Search the data for "sneaker". Each line containing it is to be copied.

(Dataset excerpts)
#####

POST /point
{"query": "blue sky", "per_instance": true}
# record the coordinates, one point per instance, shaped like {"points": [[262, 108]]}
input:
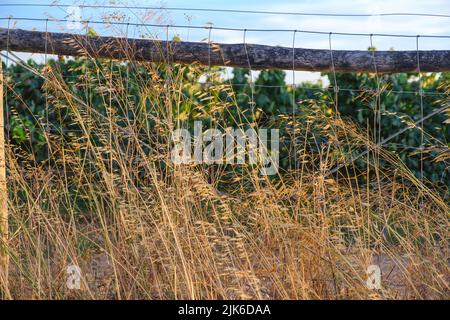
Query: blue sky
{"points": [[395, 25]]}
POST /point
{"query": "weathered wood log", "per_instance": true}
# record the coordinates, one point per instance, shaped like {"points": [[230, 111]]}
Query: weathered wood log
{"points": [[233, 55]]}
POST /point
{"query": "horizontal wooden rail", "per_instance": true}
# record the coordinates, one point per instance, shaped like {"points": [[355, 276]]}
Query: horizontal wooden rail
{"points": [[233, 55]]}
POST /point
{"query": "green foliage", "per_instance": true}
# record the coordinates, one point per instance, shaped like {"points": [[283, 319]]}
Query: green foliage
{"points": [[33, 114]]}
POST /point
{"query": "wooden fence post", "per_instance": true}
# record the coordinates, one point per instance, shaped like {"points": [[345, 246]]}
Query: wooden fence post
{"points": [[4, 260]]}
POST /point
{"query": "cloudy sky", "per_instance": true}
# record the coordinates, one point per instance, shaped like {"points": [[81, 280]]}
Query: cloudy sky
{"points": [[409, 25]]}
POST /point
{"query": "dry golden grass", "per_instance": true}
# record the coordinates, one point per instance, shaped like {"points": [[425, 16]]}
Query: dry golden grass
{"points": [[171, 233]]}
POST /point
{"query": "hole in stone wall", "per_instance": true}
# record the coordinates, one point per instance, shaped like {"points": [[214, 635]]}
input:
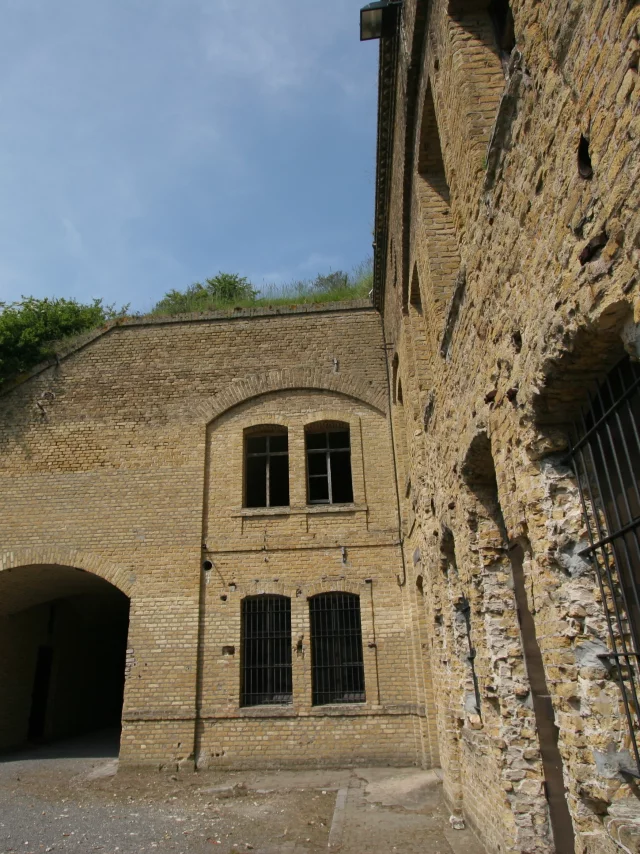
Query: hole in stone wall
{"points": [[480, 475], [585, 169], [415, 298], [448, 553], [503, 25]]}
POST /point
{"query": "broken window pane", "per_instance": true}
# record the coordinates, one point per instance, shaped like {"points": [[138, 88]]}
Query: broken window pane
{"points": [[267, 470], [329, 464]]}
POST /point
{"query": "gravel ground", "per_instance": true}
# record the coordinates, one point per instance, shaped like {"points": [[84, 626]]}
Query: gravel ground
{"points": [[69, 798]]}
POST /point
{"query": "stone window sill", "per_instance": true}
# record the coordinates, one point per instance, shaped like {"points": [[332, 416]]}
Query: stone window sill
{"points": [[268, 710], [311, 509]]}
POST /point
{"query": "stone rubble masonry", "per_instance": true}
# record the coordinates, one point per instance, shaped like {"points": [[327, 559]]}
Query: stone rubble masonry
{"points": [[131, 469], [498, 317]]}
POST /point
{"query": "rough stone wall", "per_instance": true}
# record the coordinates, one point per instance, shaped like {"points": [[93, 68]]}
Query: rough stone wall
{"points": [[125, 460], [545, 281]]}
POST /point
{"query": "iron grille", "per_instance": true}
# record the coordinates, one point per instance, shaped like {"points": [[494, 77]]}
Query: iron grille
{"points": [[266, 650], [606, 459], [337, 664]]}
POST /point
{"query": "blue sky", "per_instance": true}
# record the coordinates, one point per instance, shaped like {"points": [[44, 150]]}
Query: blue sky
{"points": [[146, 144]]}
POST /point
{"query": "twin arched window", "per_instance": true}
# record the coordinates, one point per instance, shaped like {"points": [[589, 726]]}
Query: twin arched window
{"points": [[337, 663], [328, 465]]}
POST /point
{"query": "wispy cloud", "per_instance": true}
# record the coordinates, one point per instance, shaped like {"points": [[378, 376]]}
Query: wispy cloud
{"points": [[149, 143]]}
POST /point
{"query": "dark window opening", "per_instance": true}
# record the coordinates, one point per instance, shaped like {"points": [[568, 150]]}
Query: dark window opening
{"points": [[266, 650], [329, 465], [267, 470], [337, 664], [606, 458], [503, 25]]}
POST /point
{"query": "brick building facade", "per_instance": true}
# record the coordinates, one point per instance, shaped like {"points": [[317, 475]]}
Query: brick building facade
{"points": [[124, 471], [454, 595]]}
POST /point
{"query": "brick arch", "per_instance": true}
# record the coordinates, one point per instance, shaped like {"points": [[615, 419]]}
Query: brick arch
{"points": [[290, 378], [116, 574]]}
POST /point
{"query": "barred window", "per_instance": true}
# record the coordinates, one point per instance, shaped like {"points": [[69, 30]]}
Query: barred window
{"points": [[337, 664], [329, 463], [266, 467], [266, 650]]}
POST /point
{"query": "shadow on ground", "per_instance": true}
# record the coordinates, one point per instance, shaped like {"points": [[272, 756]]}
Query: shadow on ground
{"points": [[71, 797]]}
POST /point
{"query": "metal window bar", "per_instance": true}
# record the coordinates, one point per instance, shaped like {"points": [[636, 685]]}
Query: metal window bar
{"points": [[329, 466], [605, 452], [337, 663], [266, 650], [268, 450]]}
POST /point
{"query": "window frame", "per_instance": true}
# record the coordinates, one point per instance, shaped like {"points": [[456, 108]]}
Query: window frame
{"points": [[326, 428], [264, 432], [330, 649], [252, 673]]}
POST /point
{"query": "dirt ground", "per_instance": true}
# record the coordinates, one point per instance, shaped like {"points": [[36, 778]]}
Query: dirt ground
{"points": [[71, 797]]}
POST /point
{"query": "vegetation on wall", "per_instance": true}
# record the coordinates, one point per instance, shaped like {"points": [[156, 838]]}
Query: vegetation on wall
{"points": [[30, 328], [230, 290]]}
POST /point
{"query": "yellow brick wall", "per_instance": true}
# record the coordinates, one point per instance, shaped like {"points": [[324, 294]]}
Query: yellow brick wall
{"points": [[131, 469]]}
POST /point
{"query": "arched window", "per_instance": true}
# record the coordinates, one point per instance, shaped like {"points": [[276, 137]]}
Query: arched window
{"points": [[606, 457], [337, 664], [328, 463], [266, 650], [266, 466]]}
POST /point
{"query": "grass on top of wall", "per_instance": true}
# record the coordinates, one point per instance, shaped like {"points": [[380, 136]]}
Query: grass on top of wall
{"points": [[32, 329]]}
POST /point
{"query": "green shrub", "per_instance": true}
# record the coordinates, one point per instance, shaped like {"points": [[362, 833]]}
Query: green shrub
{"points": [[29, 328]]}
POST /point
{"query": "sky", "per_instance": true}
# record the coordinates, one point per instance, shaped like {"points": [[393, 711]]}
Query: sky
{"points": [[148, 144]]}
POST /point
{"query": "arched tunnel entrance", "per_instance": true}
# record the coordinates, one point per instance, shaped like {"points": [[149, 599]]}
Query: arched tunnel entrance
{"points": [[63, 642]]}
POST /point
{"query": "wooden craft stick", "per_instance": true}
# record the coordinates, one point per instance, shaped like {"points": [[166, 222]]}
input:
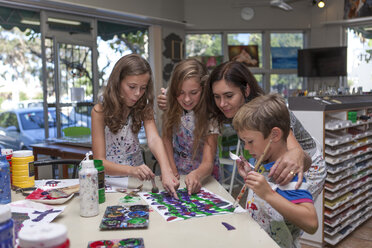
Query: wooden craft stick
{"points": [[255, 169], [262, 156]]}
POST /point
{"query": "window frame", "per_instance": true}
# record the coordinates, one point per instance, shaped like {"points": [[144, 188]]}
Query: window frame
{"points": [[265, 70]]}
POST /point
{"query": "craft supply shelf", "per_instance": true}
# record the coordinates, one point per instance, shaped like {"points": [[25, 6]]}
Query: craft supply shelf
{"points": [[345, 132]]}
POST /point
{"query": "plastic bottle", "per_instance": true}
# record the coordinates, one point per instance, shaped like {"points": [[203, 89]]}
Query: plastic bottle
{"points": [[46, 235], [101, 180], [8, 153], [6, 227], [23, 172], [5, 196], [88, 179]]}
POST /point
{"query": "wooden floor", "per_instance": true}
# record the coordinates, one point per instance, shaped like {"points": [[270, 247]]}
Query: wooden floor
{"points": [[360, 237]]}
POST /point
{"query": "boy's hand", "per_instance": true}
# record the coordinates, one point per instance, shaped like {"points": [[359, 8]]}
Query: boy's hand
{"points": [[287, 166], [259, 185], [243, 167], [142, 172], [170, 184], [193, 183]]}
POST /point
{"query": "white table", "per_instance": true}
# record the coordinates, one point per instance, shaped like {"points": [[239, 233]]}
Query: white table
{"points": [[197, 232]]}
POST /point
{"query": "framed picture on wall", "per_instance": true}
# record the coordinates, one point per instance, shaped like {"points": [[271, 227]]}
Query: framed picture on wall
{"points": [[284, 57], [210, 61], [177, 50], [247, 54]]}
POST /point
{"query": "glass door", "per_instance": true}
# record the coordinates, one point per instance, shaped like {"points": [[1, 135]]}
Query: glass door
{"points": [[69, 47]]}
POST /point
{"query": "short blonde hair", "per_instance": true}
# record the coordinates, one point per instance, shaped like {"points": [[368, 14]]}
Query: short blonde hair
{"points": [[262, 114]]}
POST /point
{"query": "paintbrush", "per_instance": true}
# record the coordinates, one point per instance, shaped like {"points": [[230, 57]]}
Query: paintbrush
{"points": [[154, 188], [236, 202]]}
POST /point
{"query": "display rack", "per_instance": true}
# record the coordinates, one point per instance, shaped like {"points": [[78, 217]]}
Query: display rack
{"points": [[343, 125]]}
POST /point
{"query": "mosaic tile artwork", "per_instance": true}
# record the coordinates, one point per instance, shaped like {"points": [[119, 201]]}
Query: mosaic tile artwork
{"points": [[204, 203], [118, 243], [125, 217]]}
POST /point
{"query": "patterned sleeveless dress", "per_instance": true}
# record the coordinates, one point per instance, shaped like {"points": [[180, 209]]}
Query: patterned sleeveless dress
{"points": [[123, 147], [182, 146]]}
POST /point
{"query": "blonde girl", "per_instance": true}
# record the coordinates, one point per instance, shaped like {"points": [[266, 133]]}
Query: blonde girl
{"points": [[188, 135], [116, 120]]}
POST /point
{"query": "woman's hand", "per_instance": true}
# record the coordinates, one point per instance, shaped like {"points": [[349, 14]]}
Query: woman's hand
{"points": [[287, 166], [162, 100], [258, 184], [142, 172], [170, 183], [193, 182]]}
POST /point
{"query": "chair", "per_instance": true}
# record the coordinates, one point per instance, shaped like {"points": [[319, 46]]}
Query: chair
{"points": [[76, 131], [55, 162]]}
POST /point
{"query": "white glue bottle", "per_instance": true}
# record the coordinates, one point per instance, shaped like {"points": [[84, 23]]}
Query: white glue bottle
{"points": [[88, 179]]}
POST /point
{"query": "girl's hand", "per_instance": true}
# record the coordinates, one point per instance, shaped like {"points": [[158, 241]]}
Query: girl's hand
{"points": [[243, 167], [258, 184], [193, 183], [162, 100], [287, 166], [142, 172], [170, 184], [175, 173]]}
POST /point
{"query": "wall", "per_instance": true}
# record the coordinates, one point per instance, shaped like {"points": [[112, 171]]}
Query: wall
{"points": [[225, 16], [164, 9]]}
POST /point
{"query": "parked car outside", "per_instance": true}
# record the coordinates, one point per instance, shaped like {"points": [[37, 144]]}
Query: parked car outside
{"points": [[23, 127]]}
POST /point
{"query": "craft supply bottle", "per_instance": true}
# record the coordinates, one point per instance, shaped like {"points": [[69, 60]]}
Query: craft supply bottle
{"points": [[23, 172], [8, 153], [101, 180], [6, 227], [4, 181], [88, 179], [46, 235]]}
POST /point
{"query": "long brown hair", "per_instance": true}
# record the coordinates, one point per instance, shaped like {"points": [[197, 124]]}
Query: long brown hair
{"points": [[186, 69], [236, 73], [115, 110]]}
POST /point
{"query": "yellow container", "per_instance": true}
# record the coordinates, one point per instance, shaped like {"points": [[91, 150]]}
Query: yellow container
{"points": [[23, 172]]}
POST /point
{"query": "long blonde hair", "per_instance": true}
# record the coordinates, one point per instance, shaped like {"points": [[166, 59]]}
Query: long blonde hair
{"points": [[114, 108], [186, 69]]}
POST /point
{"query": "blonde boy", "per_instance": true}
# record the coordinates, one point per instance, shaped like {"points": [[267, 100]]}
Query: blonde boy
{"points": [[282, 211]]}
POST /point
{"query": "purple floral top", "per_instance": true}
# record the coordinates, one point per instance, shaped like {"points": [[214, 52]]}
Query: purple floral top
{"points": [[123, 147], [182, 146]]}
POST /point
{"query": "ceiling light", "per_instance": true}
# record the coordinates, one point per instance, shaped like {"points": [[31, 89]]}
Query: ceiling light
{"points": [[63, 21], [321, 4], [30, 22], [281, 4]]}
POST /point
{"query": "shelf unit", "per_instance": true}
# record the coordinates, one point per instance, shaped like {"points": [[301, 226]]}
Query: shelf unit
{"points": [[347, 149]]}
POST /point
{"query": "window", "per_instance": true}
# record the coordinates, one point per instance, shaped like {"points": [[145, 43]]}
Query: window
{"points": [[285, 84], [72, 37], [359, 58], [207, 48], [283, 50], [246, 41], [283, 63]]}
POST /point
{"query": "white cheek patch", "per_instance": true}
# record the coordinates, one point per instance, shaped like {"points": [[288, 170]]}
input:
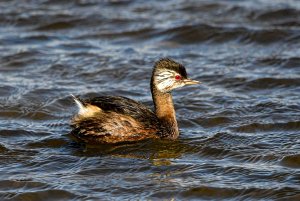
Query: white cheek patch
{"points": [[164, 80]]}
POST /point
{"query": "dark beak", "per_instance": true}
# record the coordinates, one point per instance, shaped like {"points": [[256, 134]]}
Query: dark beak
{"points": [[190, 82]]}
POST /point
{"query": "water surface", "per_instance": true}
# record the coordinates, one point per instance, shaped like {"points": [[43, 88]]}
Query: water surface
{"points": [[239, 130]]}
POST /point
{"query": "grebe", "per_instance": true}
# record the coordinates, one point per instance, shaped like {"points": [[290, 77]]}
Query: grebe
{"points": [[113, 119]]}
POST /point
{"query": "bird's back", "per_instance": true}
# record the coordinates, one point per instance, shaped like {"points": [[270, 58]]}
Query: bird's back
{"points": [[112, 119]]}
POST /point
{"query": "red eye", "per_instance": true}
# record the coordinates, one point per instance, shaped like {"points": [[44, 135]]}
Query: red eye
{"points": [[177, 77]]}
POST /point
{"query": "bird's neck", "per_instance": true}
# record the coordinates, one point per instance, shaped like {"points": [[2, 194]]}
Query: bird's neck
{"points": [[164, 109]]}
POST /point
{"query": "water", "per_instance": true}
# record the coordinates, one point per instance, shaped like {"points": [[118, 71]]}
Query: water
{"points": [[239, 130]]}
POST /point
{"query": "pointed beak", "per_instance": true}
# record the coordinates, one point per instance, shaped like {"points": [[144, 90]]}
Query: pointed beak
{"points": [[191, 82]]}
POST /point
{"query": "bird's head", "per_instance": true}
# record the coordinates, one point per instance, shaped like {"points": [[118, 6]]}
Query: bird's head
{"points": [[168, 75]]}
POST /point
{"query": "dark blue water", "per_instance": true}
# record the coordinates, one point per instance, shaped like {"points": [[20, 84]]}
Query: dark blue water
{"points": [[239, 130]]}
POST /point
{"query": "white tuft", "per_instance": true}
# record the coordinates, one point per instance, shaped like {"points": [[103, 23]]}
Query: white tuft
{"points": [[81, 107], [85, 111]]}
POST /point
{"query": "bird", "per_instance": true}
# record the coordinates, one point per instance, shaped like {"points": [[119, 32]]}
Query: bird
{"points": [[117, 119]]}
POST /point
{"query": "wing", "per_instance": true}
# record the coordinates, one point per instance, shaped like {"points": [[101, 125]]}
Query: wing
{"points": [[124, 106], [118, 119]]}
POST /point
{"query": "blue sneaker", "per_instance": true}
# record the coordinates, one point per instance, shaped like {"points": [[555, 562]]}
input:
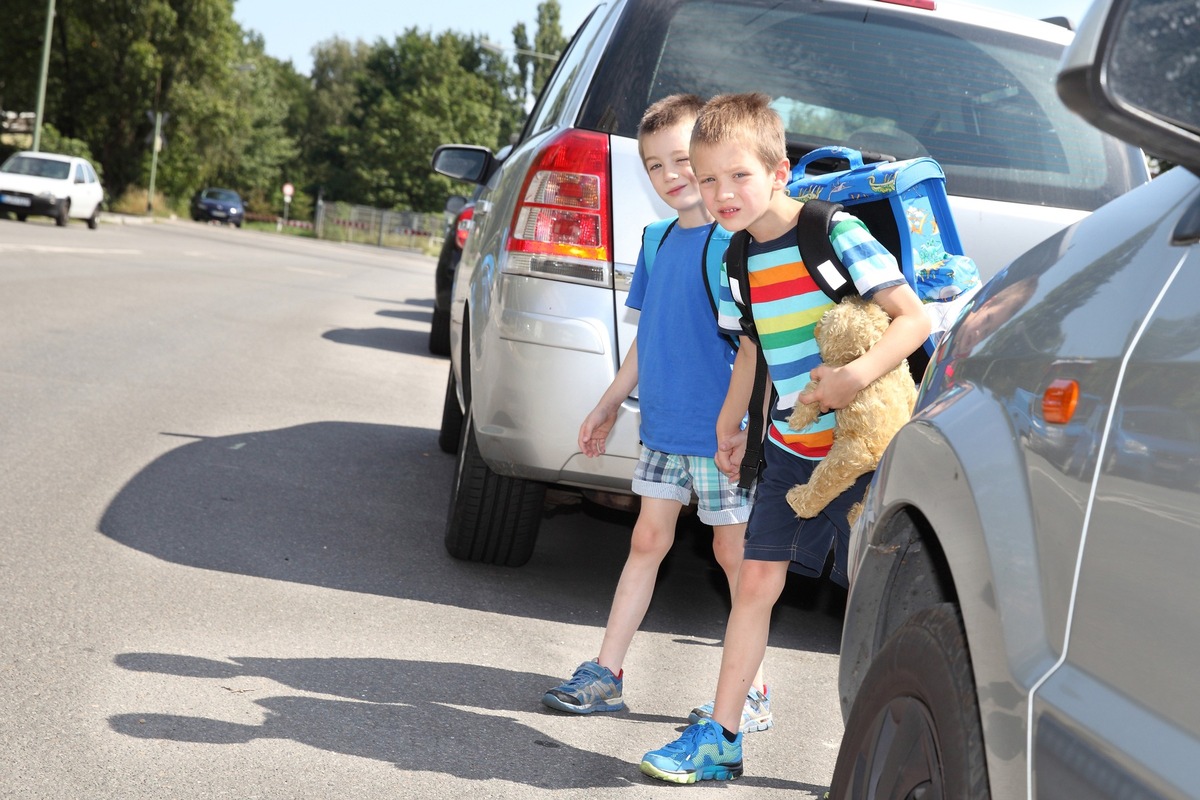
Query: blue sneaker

#####

* WORKED SOLUTION:
{"query": "blue sneaker", "per_instance": true}
Query: blue sneaker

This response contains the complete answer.